**Texto proporcionado**
Rey Bekele
El etíope hereda de su compatriota Gebrselassie el trono del fondo con una vuelta final impresionante
El pueblo es de Gebre, pero Bekele es el rey del fondo. Algún día también será el héroe del pueblo y se encontrará con un pequeño abisinio que le retirará del atletismo. Es el ciclo de la vida y del deporte, tal y como se vio en la final de los 10.000 metros, en la que Kenenisa Bekele se coronó campeón con una impresionante última vuelta, innecesaria quizá para ganar la carrera, pero imprescindible para asombrar a los espectadores. Fueron 52 segundos contra nadie, pues nadie estaba en condiciones de seguirle. Fue un ejercicio de maravillosa pirotecnia, pero no una banalidad. La buena salud del atletismo depende de atletas como Bekele, capaces de transportar la imaginación de los aficionados a lugares insospechados. Eso es lo que caracterizó al gran Gebre durante años, su conexión con la gente, la generosidad para regalar en la pista actuaciones inolvidables. Bekele lo ha aprendido, sin duda. Derrotó al maestro en Atenas y coronó la victoria con una demostración abrumadora. No se espera otra cosa de los grandes campeones. Bekele lo es.

**Qué harás**
• 1. ¿Qué oraciones del párrafo de la crónica sobre Bekele que empieza con «El pueblo es de Gebre» nombran a Bekele? Cópialas todas.
• 2. Continúa la crónica sobre Bekele con un párrafo más que siga a su última oración.

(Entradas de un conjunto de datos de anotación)
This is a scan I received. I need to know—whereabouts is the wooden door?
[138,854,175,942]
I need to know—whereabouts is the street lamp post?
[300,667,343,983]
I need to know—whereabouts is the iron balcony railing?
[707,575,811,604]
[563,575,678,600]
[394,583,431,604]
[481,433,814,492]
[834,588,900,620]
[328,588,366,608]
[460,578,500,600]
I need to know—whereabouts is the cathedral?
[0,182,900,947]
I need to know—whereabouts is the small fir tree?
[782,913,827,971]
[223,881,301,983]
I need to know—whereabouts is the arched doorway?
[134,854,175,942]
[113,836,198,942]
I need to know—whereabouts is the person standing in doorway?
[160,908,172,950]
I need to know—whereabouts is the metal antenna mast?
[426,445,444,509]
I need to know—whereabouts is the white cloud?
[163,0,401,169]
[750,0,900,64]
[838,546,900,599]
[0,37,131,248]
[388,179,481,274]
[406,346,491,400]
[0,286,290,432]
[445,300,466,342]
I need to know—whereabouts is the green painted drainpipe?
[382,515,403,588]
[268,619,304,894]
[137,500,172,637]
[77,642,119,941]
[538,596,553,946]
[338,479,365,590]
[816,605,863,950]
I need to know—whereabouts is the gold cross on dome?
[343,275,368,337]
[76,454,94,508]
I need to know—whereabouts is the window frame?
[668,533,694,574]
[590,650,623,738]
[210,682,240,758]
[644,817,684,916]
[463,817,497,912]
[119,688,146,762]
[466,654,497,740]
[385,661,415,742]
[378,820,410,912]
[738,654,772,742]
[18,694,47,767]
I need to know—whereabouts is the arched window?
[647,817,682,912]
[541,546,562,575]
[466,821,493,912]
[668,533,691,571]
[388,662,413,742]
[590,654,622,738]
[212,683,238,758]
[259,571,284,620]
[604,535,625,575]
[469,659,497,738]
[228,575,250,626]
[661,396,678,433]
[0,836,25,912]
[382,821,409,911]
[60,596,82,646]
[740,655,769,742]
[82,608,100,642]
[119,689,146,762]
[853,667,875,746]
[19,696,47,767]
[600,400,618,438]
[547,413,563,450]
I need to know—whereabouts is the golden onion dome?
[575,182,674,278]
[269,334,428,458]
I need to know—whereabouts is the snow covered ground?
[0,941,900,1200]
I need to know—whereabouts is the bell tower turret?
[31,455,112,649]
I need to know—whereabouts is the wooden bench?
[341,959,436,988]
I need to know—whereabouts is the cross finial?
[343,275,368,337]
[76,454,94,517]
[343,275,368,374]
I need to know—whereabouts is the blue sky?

**Respuestas por tarea**
• 1.
- El pueblo es de Gebre, pero Bekele es el rey del fondo.
- Es el ciclo de la vida y del deporte, tal y como se vio en la final de los 10.000 metros, en la que Kenenisa Bekele se coronó campeón con una impresionante última vuelta, innecesaria quizá para ganar la carrera, pero imprescindible para asombrar a los espectadores.
- La buena salud del atletismo depende de atletas como Bekele, capaces de transportar la imaginación de los aficionados a lugares insospechados.
- Bekele lo ha aprendido, sin duda.
- Bekele lo es.

• 2.
La carrera tuvo un gran ceremonial. Ningún detalle fue más evidente que el traspaso de poderes entre Gebrselassie y Bekele. El acto se adelantó el pasado año, en los Mundiales de París. Pero allí hubo pugna. El maestro se resistió a la derrota y Bekele tuvo que ganarle con esfuerzo. Esta vez, no. Gebre disputó la carrera para despedirse, no para ganar. No podía hacerlo de ninguna manera frente a unos rivales más jóvenes, más rápidos, más ambiciosos. Cuando Bekele cambió el paso en el séptimo kilómetro, Gebre se quedó solo y fatigado. Su rostro producía angustia. De repente, su sonriente semblante se transformó en una cara llena de arrugas, los ojos perdidos, la boca abierta y babeante. La emoción se apoderó de los espectadores, sorprendidos por la súbita dureza del momento.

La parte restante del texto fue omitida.